Short task: From the line that includes "Target: white wall" to the last line of the data, quote each line precisely; both boundary lines belong in the answer.

◆ ◆ ◆ ◆ ◆ ◆ ◆

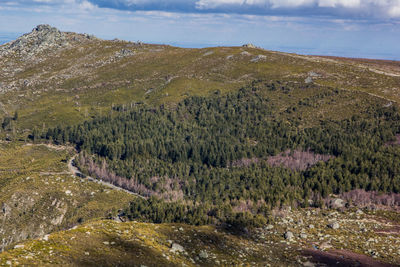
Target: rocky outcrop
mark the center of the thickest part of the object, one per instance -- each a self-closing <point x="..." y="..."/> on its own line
<point x="41" y="38"/>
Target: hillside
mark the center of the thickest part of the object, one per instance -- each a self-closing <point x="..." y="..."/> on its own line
<point x="50" y="76"/>
<point x="166" y="156"/>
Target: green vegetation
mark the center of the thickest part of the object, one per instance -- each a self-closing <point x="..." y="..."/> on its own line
<point x="38" y="194"/>
<point x="197" y="151"/>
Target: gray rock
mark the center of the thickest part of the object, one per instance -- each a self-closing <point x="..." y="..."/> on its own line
<point x="269" y="227"/>
<point x="337" y="203"/>
<point x="303" y="235"/>
<point x="289" y="235"/>
<point x="334" y="225"/>
<point x="313" y="74"/>
<point x="203" y="254"/>
<point x="258" y="58"/>
<point x="176" y="248"/>
<point x="249" y="46"/>
<point x="42" y="38"/>
<point x="124" y="53"/>
<point x="308" y="80"/>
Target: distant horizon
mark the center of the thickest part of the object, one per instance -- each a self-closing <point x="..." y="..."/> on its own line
<point x="6" y="37"/>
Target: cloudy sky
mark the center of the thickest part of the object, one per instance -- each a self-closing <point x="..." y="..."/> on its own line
<point x="358" y="28"/>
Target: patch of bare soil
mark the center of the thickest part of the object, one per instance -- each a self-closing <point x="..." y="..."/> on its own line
<point x="395" y="142"/>
<point x="388" y="67"/>
<point x="297" y="160"/>
<point x="343" y="258"/>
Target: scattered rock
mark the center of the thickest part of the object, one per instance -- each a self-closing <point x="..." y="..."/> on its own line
<point x="289" y="235"/>
<point x="41" y="38"/>
<point x="176" y="248"/>
<point x="337" y="203"/>
<point x="203" y="254"/>
<point x="269" y="227"/>
<point x="334" y="225"/>
<point x="308" y="80"/>
<point x="124" y="53"/>
<point x="249" y="46"/>
<point x="308" y="264"/>
<point x="303" y="235"/>
<point x="258" y="58"/>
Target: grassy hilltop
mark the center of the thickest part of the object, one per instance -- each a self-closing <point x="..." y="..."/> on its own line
<point x="242" y="156"/>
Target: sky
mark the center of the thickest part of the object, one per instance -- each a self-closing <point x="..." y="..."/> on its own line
<point x="351" y="28"/>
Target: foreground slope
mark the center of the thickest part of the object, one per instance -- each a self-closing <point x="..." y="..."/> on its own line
<point x="363" y="239"/>
<point x="38" y="194"/>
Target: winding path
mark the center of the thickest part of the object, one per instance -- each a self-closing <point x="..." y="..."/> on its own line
<point x="76" y="172"/>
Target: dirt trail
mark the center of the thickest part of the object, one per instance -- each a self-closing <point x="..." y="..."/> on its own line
<point x="76" y="172"/>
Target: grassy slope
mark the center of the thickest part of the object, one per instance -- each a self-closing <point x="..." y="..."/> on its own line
<point x="72" y="84"/>
<point x="109" y="243"/>
<point x="37" y="195"/>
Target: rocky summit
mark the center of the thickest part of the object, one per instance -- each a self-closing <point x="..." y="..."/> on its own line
<point x="41" y="38"/>
<point x="117" y="153"/>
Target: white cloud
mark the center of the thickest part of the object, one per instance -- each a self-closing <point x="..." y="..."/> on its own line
<point x="374" y="8"/>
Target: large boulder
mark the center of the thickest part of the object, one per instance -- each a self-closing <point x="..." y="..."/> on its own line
<point x="337" y="203"/>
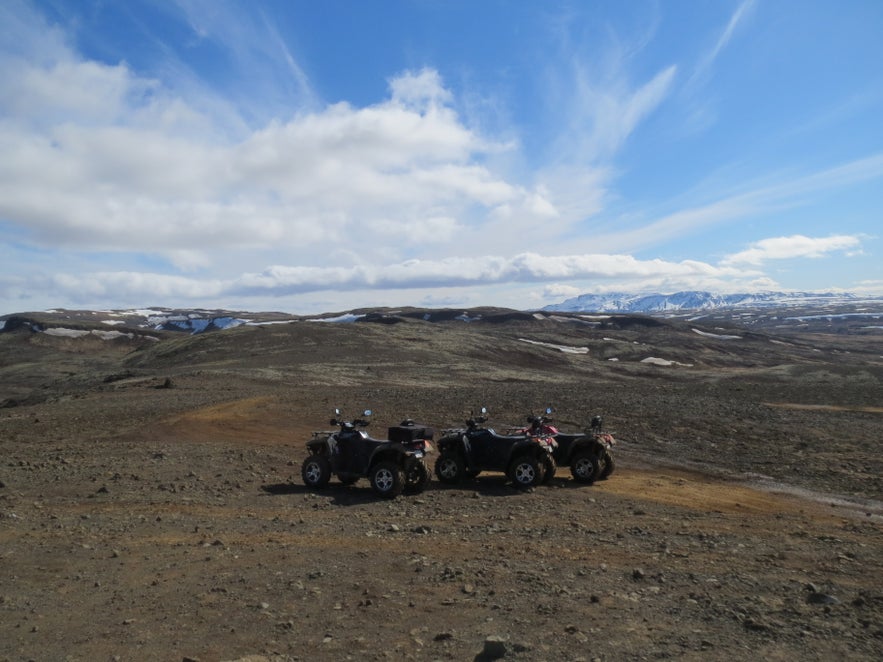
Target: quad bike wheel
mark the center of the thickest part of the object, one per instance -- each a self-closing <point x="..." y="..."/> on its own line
<point x="607" y="466"/>
<point x="450" y="468"/>
<point x="548" y="469"/>
<point x="416" y="477"/>
<point x="387" y="479"/>
<point x="585" y="467"/>
<point x="525" y="471"/>
<point x="316" y="471"/>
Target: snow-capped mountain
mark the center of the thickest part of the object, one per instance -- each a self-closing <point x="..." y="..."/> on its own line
<point x="621" y="302"/>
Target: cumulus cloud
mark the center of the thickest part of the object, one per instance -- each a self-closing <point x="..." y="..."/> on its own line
<point x="280" y="281"/>
<point x="118" y="169"/>
<point x="795" y="246"/>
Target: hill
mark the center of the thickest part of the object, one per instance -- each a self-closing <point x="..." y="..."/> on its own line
<point x="151" y="505"/>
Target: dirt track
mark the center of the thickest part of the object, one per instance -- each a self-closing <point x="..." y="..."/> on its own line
<point x="146" y="523"/>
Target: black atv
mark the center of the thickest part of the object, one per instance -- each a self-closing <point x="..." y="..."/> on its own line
<point x="588" y="454"/>
<point x="466" y="452"/>
<point x="393" y="465"/>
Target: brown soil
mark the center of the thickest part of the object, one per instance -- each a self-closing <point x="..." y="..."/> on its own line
<point x="151" y="506"/>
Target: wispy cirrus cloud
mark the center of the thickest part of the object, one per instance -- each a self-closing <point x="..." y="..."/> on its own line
<point x="281" y="281"/>
<point x="795" y="246"/>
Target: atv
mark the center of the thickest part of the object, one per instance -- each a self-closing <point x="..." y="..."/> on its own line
<point x="466" y="452"/>
<point x="589" y="453"/>
<point x="392" y="465"/>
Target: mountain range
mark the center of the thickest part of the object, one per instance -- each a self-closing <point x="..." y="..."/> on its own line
<point x="623" y="302"/>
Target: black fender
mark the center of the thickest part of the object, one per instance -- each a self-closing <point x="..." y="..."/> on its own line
<point x="526" y="448"/>
<point x="453" y="443"/>
<point x="396" y="453"/>
<point x="320" y="445"/>
<point x="594" y="446"/>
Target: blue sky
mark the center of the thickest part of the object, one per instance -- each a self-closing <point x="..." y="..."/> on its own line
<point x="316" y="156"/>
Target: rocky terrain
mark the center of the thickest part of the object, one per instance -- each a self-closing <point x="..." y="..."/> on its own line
<point x="151" y="506"/>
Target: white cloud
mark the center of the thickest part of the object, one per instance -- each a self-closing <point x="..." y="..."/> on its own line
<point x="795" y="246"/>
<point x="280" y="281"/>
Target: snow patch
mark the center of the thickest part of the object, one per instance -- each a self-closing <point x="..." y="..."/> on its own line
<point x="652" y="360"/>
<point x="79" y="333"/>
<point x="560" y="348"/>
<point x="345" y="318"/>
<point x="715" y="335"/>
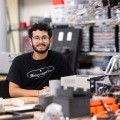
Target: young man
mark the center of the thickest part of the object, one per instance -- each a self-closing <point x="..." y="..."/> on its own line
<point x="30" y="73"/>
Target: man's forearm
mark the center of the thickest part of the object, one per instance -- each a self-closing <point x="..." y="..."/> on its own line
<point x="19" y="92"/>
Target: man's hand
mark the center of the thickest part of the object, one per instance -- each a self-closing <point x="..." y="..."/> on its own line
<point x="44" y="91"/>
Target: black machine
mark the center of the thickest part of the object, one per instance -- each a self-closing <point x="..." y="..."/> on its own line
<point x="67" y="41"/>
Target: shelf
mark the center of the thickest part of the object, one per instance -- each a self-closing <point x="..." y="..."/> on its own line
<point x="100" y="53"/>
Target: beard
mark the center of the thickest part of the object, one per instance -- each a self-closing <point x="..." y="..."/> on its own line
<point x="41" y="51"/>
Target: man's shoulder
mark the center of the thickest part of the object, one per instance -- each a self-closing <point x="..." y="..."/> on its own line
<point x="23" y="56"/>
<point x="56" y="54"/>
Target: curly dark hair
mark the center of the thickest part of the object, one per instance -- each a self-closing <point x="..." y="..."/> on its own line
<point x="40" y="26"/>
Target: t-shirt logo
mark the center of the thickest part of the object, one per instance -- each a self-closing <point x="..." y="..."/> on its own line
<point x="40" y="72"/>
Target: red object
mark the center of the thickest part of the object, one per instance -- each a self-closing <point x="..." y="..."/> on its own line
<point x="96" y="106"/>
<point x="22" y="25"/>
<point x="57" y="2"/>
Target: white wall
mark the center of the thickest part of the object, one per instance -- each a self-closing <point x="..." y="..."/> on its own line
<point x="39" y="8"/>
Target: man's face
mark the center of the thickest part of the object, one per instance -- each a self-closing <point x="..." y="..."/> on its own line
<point x="40" y="41"/>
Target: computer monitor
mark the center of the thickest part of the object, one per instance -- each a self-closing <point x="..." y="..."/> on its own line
<point x="6" y="59"/>
<point x="67" y="41"/>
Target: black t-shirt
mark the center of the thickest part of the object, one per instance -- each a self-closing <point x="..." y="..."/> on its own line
<point x="35" y="74"/>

◆ ◆ ◆ ◆ ◆ ◆ ◆

Final result:
Target: white wall
mark the center of the thickest part of the object, one per instance -- each a self-closing <point x="..." y="..."/> on its own line
<point x="39" y="8"/>
Target: man's face
mark the center of the thickest part of the object, one per instance -- each a self-closing <point x="..." y="..."/> on its own line
<point x="40" y="41"/>
Target: computer monitor
mark the center of the thickest part of the object, one per instance -- each a self-closing <point x="..." y="..."/> on its own line
<point x="6" y="59"/>
<point x="67" y="41"/>
Target: black t-shirt
mark the center of the thickest part of the object, one per instance -- each a self-closing <point x="..." y="..."/> on its own line
<point x="35" y="74"/>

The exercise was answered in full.